**Entries taken from a collection:**
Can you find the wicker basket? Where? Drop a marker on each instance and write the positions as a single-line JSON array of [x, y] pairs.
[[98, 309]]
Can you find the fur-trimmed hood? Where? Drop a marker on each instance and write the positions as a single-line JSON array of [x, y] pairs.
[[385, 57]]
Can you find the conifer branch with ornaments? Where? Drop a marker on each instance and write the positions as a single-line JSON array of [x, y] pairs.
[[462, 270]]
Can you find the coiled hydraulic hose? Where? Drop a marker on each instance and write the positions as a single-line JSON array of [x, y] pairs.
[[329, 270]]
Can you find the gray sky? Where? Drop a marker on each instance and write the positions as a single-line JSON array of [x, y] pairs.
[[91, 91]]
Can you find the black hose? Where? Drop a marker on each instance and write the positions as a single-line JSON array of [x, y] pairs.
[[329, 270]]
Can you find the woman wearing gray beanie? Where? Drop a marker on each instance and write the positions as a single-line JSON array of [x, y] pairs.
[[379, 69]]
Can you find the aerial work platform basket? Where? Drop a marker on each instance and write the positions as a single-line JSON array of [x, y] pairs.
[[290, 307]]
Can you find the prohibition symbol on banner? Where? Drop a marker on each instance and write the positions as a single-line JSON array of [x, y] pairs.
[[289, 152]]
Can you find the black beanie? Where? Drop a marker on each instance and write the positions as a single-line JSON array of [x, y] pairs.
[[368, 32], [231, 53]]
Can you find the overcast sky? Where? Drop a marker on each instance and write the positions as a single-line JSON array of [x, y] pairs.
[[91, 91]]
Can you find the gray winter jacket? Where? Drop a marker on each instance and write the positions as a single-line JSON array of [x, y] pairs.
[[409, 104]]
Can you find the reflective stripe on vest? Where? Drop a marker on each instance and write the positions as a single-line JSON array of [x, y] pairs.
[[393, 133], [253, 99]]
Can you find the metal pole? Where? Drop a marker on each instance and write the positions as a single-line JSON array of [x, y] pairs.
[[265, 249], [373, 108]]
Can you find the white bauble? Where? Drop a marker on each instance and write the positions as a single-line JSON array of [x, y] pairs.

**Problem requirements:**
Exactly reproduce every line found in the records.

**Response to the task:**
Can you find the wicker basket? Where? Drop a marker on each instance and write the positions as a single-line JSON array of [x, y] pairs.
[[98, 309]]
Can you find the fur-trimmed hood? Where? Drop a marker on each instance and write the positions as a single-line JSON array of [x, y] pairs.
[[385, 57]]
Can you find the conifer branch with ornaments? Where? Drop a marker on each instance and write the positions as a single-line JSON array of [x, y] pairs.
[[462, 270]]
Can you find the coiled hydraulic hose? Where? Drop a marker on each instance and write the positions as a single-line JSON array of [x, y] pairs.
[[329, 270]]
Can you find the gray sky? Where? Drop a marker on each instance and write the positions as a single-line JSON array of [x, y] pairs.
[[91, 91]]
Can you find the black hose? Where? Drop a marker on each instance and write the positions as a single-line JSON array of [x, y] pairs.
[[329, 270]]
Can you find the woman wearing gray beanie? Where? Drop a marker on each instance and write the positions as a single-line JSON array of [x, y] pairs.
[[379, 69]]
Can you find the aerial work platform basket? Where? Drop a marker on each instance and write the positions as a single-line JSON array of [x, y] pairs.
[[290, 307]]
Can you find the prohibition symbol on banner? Where? Drop a marker on each instance and write the positions as a single-line JSON array of [x, y] pairs.
[[289, 152]]
Can you find the black beanie? Where? Drop a marker on each instance and write the positions as a single-line JSON array of [x, y] pairs.
[[368, 32], [231, 53]]
Can you find the overcast sky? Where? Drop a marker on each instance and write the positions as a single-line JSON array of [x, y] pairs.
[[91, 91]]
Can you find the gray winter jacket? Where? Drop a marker on each instance and write the positions as a single-line JSON array of [x, y] pairs.
[[409, 104]]
Can you find the reflective stripe on vest? Where? Drop a marker on each instance and write the positions as a single-line JSON array of [x, y] pairs.
[[393, 133], [253, 99]]
Can you find the metal pole? Where? Drop a marker on each instance and write the positions as a single-line JSON array of [x, y] pairs.
[[265, 249], [373, 108]]
Can you find the white bauble? Where? Drop a marker on each instance and write the positions as a single-line JSON array of [x, y] pairs.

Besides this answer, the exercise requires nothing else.